**Description of the task:**
Edit everything from the start of the records down to the line containing "[[77, 119]]", changing "frog's throat" to "frog's neck" and keeping all else the same.

-- START Record extracts --

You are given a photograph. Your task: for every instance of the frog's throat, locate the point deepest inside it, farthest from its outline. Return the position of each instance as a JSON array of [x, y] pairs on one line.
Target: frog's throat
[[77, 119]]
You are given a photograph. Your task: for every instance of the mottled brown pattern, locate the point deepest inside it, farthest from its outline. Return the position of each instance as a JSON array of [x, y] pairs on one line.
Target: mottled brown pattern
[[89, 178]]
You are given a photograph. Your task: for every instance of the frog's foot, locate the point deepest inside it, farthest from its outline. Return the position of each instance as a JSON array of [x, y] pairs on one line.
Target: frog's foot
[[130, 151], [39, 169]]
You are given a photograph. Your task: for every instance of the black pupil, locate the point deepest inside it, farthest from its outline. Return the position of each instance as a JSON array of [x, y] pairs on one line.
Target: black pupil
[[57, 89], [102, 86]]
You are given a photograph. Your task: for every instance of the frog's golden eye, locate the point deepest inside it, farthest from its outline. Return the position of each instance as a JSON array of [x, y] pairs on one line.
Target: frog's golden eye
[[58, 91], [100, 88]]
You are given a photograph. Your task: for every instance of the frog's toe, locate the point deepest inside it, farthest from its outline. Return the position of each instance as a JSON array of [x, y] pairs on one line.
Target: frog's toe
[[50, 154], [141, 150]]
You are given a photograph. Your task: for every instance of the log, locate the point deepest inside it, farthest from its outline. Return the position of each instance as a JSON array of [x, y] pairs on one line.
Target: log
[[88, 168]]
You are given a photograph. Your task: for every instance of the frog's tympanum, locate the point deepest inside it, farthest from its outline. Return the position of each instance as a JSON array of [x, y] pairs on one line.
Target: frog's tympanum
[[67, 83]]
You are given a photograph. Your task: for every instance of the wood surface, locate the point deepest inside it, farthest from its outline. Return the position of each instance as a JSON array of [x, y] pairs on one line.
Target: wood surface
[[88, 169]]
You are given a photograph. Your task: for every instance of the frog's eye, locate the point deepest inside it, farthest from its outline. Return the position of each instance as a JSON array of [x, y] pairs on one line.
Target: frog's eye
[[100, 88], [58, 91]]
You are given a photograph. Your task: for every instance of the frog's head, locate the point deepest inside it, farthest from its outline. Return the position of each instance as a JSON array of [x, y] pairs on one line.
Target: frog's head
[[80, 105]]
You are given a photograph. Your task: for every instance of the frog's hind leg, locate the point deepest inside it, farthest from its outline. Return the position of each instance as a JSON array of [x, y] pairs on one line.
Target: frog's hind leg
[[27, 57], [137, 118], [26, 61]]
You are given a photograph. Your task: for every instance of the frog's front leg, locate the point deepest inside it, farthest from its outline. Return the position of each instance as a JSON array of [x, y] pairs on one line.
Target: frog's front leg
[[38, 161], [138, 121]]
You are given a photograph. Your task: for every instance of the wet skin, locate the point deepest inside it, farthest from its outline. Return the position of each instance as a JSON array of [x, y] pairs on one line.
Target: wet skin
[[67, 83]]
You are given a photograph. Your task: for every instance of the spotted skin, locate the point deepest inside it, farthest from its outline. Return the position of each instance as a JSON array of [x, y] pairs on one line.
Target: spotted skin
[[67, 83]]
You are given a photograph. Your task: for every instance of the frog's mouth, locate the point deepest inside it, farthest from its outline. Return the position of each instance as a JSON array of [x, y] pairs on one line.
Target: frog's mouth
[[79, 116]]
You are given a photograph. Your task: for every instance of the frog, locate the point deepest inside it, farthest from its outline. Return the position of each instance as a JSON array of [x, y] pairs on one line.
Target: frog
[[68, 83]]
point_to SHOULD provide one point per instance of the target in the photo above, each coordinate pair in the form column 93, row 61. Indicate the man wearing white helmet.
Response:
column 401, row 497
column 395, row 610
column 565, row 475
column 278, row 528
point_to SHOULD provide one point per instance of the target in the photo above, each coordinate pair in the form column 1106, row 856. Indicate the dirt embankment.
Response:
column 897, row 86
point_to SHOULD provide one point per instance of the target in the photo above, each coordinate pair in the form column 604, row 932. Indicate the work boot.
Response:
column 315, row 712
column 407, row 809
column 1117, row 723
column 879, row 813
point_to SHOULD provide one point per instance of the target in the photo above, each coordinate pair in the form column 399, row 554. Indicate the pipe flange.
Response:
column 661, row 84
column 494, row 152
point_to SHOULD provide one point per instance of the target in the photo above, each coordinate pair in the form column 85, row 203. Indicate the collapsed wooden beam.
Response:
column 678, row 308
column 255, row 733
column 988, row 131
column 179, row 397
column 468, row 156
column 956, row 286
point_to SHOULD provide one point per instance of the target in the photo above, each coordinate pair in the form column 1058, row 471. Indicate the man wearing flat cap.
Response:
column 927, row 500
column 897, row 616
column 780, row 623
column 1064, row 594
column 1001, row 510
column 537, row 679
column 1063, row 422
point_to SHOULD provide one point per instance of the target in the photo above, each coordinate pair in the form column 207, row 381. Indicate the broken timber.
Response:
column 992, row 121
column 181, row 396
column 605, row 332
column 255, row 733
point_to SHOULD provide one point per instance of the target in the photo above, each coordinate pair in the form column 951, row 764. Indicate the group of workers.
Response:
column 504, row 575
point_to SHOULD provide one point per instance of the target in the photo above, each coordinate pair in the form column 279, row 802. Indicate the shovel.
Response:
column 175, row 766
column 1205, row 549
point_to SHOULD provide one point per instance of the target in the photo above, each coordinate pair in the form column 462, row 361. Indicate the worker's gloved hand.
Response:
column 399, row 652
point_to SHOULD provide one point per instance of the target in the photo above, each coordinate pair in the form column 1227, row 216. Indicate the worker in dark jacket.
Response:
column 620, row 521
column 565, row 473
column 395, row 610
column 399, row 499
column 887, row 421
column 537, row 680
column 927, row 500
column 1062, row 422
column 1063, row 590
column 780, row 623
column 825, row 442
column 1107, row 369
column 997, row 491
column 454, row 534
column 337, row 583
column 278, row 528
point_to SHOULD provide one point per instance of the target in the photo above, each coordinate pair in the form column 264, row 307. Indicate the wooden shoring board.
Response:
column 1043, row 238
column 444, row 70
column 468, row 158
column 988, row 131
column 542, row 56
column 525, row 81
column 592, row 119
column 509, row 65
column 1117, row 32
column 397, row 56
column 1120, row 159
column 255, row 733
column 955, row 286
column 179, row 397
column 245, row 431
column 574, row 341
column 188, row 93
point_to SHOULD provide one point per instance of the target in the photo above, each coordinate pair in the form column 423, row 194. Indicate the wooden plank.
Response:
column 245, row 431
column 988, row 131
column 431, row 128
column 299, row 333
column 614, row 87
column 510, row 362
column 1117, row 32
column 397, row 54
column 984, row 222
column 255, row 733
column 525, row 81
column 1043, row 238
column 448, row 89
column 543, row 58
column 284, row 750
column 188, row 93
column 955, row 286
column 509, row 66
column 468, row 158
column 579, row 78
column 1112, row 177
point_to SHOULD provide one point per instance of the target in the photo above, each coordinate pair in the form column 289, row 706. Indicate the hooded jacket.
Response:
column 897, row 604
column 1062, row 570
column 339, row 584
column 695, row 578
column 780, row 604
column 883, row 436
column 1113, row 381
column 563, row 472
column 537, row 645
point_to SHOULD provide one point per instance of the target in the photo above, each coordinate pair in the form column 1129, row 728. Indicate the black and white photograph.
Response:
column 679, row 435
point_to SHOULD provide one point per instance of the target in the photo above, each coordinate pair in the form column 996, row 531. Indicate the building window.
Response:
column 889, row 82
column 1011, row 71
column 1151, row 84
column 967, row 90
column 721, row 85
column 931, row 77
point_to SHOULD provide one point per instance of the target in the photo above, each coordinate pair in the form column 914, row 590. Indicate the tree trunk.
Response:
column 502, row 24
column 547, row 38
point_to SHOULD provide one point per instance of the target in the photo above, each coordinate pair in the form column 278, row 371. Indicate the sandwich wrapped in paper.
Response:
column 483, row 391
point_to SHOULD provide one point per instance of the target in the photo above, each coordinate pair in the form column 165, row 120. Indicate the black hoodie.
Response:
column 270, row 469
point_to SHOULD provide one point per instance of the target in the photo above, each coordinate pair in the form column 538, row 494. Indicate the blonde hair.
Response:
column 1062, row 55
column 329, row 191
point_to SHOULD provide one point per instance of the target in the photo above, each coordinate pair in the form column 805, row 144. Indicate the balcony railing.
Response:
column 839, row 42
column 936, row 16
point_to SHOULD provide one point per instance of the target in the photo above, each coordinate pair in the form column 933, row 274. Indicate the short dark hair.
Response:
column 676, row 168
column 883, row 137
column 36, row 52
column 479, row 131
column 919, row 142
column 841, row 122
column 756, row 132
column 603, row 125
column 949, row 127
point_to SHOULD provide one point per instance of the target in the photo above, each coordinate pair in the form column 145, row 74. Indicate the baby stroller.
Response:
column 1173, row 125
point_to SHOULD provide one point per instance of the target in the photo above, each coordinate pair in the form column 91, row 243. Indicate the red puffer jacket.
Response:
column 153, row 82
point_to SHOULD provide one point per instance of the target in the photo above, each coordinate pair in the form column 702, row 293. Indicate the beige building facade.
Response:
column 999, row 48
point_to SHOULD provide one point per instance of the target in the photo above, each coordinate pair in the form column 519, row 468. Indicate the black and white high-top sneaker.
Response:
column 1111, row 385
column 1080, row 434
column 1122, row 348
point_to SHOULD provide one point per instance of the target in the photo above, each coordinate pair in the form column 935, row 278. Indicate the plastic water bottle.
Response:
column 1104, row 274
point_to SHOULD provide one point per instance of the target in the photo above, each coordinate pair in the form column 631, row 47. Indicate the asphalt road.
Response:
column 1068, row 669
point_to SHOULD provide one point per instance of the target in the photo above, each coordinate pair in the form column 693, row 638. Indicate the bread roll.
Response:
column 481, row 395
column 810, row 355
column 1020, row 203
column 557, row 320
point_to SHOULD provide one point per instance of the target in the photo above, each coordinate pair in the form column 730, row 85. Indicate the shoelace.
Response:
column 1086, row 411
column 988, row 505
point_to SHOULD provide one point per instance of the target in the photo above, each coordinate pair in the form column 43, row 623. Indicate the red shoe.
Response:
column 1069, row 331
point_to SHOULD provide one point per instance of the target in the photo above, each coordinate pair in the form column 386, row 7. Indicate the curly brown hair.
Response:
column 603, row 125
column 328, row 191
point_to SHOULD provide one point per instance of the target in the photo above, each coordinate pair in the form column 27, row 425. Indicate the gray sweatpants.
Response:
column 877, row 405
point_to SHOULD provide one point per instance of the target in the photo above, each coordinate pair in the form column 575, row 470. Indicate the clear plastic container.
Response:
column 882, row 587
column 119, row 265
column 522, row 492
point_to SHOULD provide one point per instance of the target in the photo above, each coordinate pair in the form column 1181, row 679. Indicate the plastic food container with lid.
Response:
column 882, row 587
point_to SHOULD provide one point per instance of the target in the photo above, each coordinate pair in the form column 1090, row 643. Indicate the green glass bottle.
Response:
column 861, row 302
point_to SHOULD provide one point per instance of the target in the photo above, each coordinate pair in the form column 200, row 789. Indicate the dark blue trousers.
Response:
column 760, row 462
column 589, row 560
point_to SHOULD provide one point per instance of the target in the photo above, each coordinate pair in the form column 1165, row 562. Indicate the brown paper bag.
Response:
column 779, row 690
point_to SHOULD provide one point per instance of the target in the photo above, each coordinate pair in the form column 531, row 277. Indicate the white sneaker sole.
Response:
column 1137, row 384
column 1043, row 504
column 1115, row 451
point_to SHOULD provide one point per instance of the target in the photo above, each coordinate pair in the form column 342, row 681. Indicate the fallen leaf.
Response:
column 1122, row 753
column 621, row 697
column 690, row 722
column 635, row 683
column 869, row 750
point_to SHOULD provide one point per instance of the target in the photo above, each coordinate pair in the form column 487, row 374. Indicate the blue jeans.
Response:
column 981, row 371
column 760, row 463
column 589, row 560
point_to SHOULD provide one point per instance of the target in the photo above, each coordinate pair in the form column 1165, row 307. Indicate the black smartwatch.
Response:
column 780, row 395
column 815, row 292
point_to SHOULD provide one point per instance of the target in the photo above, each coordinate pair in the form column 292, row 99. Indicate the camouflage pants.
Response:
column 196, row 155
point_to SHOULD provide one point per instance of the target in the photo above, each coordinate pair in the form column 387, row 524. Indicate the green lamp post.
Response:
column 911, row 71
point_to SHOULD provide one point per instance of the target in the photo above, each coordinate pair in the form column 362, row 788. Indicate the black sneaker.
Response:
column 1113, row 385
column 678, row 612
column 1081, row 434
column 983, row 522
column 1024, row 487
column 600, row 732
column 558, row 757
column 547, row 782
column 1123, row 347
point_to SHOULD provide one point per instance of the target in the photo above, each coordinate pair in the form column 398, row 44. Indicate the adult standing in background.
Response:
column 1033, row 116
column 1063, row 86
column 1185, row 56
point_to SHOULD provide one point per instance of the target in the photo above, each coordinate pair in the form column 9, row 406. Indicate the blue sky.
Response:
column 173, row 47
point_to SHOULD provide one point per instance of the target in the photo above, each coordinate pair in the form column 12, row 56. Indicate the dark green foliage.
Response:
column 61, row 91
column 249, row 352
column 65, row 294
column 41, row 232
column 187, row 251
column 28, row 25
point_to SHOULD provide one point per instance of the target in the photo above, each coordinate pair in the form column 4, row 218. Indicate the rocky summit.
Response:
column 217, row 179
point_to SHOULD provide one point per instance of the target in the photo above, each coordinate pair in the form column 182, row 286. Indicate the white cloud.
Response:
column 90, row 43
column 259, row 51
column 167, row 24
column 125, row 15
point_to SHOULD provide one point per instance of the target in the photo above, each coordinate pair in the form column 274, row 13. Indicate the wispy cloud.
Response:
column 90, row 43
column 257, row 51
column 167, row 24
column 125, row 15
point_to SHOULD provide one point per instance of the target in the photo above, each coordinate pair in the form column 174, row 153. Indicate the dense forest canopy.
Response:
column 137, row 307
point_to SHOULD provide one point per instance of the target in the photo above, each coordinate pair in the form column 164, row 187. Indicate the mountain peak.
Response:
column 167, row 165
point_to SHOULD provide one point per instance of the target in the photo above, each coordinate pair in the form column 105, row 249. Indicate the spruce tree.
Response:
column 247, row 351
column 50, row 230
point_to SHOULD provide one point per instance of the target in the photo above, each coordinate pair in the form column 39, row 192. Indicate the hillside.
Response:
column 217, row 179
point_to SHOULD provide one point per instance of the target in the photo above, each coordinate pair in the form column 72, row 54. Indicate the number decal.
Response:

-- END Record extracts --

**Task result:**
You are given a photograph. Your task: for every instance of the frog's neck, locate the point deepest inside it, farthest from its outline. Return the position of each instance as a JSON array of [x, y] pairs on one line.
Target: frog's neck
[[77, 119]]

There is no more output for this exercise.